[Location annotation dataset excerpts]
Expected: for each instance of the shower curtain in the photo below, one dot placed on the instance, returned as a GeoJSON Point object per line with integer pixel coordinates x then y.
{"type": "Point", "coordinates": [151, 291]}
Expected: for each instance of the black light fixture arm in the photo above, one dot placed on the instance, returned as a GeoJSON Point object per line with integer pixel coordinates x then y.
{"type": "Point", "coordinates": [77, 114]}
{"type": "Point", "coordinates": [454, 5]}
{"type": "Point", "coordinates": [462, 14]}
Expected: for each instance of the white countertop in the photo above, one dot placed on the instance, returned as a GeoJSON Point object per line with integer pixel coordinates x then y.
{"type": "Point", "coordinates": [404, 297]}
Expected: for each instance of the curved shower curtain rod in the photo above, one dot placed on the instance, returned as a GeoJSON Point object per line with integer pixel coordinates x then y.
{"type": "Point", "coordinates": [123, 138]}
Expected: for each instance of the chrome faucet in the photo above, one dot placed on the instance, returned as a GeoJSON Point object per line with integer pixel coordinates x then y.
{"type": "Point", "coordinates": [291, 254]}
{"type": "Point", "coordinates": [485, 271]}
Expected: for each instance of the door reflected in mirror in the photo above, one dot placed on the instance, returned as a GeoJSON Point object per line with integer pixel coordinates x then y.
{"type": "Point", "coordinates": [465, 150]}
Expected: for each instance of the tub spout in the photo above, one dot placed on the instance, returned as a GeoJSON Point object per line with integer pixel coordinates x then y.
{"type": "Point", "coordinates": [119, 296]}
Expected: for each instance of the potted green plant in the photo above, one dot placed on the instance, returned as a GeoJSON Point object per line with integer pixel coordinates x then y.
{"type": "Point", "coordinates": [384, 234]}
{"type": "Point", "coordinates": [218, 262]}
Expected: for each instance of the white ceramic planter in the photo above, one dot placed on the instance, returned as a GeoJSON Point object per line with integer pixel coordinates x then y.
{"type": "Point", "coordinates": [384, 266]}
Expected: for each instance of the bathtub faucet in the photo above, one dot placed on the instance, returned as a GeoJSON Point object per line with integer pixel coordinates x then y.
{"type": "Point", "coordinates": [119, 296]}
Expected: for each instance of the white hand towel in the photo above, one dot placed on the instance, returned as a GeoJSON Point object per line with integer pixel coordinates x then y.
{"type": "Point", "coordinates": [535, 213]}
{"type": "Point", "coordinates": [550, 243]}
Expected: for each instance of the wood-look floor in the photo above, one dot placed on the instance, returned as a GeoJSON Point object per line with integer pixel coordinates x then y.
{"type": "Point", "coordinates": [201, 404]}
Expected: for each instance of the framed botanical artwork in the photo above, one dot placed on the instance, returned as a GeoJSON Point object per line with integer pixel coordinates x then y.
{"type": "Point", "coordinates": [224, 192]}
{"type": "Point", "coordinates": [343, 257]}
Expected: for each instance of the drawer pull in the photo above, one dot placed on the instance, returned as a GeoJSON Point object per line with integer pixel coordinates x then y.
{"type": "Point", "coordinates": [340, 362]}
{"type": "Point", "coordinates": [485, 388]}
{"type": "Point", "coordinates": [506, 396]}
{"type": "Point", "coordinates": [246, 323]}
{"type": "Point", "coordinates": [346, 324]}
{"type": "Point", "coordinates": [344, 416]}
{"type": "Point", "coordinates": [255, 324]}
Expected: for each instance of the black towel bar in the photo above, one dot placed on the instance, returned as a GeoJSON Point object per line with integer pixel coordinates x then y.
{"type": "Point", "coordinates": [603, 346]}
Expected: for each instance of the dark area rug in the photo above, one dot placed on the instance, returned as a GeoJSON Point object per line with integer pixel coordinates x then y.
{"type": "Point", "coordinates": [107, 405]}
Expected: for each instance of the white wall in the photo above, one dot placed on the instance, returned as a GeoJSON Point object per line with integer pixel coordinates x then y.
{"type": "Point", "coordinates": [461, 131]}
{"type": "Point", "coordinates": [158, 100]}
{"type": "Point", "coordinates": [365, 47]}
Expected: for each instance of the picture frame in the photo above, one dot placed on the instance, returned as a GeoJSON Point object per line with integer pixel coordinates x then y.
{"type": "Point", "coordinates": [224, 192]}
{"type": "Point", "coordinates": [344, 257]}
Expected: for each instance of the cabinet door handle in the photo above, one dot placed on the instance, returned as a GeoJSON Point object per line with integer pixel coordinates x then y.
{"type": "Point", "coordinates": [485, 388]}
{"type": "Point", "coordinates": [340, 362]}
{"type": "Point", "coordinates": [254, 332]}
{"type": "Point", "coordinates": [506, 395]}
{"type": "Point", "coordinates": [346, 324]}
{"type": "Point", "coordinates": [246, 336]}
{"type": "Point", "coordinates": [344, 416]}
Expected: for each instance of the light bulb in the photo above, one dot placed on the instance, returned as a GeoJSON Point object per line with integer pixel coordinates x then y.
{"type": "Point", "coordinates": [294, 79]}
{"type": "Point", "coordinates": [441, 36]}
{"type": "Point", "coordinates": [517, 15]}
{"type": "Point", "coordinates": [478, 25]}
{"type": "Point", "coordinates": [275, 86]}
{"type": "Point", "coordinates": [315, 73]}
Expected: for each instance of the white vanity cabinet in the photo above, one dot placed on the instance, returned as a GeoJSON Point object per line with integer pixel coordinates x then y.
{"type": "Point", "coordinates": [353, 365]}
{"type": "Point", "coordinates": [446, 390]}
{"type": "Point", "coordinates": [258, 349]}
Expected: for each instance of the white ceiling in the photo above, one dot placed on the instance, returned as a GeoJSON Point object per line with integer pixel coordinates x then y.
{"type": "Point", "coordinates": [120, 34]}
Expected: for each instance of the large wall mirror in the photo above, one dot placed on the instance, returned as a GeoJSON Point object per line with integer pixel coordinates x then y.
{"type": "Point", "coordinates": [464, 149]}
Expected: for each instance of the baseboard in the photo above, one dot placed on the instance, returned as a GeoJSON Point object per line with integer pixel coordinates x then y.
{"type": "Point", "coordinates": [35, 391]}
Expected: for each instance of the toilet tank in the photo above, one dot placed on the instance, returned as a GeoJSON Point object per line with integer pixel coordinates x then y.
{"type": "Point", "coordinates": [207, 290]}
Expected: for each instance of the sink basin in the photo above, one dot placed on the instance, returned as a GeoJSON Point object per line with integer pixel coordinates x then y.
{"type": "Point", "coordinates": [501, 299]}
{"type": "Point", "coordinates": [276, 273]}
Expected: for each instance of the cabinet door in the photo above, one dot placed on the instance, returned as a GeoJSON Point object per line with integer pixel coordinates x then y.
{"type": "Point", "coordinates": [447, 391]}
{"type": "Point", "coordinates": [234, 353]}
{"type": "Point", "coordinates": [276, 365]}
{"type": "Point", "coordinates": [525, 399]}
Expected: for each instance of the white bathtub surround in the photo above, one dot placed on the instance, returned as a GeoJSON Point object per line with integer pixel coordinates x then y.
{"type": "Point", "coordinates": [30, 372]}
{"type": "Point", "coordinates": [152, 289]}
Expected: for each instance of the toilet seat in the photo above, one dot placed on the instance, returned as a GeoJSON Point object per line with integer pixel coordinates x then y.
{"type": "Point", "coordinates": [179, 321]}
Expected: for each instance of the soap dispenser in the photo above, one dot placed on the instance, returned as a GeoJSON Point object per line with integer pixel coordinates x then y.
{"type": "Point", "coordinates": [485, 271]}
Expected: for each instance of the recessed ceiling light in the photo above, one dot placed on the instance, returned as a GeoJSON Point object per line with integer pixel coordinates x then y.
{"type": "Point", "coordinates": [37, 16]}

→ **Do this**: Beginning at the line that contains "Expected: for each instance of the white bathtub", retype each line of the listing up to and including the last one, exactly as it stands, and nothing else.

→ **Result of the task**:
Expected: for each instance of the white bathtub surround in the photo above, one dot placed on the instance, returned as a GeoJSON Point object per line with integer pixel coordinates x then y.
{"type": "Point", "coordinates": [30, 372]}
{"type": "Point", "coordinates": [152, 289]}
Expected: for each instance of the toilet seat in the photo above, one dot placed on the instance, returned as a GeoJSON Point object per line with integer pixel coordinates x then y.
{"type": "Point", "coordinates": [179, 321]}
Expected: for each instance of the soap dispenser in the photo above, one dot placed on the instance, returned as a GeoJSON Point object per line with integer pixel coordinates x then y.
{"type": "Point", "coordinates": [485, 271]}
Expected: for each instance of the recessed ceiling light in the photo above, one dot placed on the instance, returned as a GeoJSON Point object per line with integer pixel coordinates x then y.
{"type": "Point", "coordinates": [37, 16]}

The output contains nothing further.